*Directive*
Quote verbatim the lines of the records starting at the line that contains "instance, sample <point>121,189</point>." and ending at the line that contains "<point>159,102</point>", including both of those lines.

(Items from a dataset)
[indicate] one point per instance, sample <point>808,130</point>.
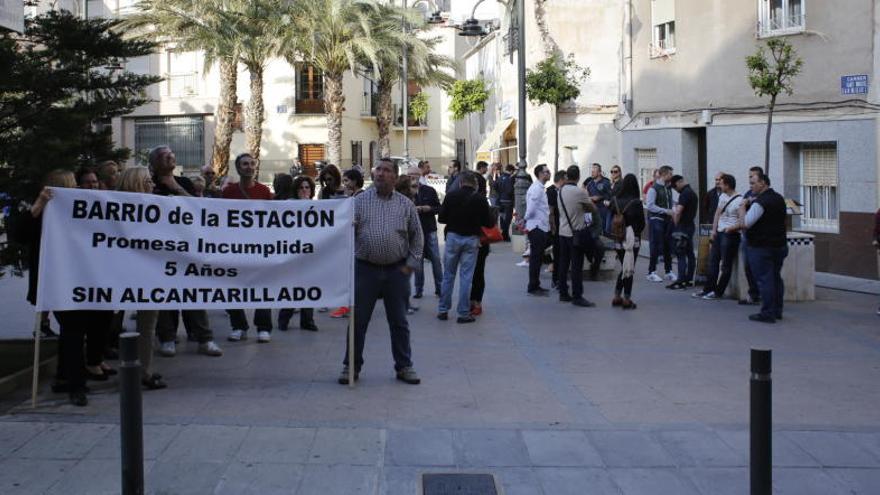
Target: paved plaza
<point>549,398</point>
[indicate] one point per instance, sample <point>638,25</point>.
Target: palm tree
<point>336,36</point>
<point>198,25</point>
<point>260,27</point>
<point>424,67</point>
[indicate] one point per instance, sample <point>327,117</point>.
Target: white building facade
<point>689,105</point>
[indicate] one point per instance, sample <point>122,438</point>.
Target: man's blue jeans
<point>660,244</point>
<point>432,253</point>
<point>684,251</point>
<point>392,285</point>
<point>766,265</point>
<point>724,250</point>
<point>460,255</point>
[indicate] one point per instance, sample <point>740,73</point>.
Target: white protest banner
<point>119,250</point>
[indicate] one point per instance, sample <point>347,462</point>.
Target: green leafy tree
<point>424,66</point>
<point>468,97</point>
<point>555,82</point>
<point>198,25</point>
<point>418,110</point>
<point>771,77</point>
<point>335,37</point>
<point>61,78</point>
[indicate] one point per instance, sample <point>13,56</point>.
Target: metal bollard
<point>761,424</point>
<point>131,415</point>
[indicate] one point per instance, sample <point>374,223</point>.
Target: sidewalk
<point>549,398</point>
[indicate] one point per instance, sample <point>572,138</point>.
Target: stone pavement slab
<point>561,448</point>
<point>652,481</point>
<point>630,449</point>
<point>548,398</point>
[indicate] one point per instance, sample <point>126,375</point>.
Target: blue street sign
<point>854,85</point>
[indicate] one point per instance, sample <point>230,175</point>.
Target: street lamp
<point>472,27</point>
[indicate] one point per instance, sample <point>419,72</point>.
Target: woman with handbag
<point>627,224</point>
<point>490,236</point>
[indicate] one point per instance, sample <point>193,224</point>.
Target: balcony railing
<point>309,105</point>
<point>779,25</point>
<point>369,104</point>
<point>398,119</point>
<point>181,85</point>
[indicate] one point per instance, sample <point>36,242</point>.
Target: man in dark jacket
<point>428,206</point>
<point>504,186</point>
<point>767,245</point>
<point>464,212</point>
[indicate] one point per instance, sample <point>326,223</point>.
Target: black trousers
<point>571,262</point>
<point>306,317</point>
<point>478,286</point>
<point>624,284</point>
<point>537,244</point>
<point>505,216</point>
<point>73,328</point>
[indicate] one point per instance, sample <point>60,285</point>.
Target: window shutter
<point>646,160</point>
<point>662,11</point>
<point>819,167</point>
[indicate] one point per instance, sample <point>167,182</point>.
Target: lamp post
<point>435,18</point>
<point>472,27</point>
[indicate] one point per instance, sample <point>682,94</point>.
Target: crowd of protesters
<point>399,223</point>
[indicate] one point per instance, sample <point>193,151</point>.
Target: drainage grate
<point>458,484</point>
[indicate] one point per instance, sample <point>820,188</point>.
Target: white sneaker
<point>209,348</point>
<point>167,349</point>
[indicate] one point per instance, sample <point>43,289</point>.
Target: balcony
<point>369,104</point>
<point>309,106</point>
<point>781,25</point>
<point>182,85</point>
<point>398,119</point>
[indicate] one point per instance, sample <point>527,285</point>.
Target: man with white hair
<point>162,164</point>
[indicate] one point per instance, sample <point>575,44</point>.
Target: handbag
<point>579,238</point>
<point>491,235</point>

==

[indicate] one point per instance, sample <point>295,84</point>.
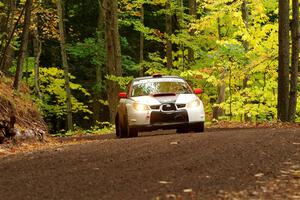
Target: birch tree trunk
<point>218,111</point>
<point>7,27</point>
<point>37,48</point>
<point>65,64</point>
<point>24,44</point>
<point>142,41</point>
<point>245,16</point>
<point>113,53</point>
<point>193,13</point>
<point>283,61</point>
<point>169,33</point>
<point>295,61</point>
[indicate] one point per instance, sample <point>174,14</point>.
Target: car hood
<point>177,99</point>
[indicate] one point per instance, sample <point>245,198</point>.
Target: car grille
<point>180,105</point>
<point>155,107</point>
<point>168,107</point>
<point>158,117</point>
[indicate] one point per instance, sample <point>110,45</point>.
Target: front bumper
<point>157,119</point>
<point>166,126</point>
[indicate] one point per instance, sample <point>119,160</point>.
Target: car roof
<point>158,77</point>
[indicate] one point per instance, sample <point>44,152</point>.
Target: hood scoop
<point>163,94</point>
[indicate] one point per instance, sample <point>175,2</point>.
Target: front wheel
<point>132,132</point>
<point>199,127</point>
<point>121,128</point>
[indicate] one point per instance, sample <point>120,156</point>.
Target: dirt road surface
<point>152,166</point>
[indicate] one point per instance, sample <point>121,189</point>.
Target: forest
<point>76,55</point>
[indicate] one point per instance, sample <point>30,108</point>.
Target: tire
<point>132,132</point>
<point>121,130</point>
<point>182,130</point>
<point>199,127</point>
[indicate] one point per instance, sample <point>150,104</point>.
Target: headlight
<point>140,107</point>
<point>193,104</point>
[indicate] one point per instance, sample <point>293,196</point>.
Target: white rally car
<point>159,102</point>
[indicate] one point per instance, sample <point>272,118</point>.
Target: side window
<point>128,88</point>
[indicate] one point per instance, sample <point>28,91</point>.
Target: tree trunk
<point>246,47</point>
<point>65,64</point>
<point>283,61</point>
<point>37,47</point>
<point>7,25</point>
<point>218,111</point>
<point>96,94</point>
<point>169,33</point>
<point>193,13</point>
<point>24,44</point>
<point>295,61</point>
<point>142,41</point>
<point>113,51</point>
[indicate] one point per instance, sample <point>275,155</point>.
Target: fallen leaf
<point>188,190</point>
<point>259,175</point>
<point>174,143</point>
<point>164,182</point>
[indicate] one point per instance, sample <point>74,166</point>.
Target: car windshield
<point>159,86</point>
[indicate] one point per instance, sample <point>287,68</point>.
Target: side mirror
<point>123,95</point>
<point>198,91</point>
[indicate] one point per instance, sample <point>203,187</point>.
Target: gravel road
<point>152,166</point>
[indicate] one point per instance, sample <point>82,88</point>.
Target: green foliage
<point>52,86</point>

*Exercise answer*
[indicate] one point per instance, sample <point>121,189</point>.
Target: forest
<point>76,55</point>
[indicate] one point per instance, sample <point>30,108</point>.
Target: tire
<point>132,132</point>
<point>121,130</point>
<point>182,130</point>
<point>199,127</point>
[indicate] one point per instance, sample <point>150,104</point>.
Target: headlight
<point>140,107</point>
<point>193,104</point>
[indicate] one point per instance, sample <point>293,196</point>.
Target: white rally car
<point>159,102</point>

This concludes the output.